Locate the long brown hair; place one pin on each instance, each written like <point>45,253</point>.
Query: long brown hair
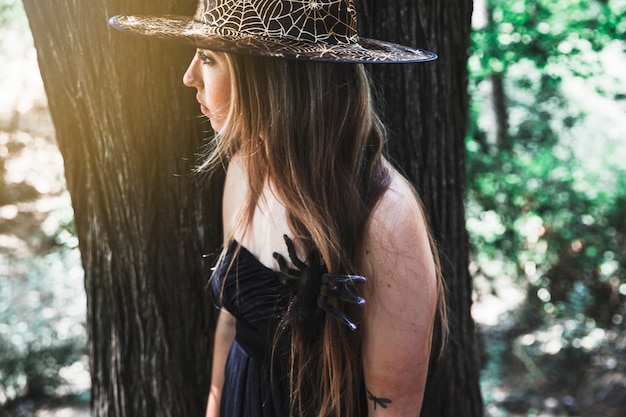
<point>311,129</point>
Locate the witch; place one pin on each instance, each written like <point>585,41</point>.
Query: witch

+ + +

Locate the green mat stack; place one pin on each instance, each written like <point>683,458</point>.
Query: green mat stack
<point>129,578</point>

+ + +

About this task.
Each line of the data that holds "instance" should be copied.

Exercise result.
Locate the long brown hair; place one pin on each instance, each written like <point>45,253</point>.
Locate the witch; place one pin on each instance, each written like <point>585,41</point>.
Locate the green mat stack; place one pin on each instance, each written like <point>683,458</point>.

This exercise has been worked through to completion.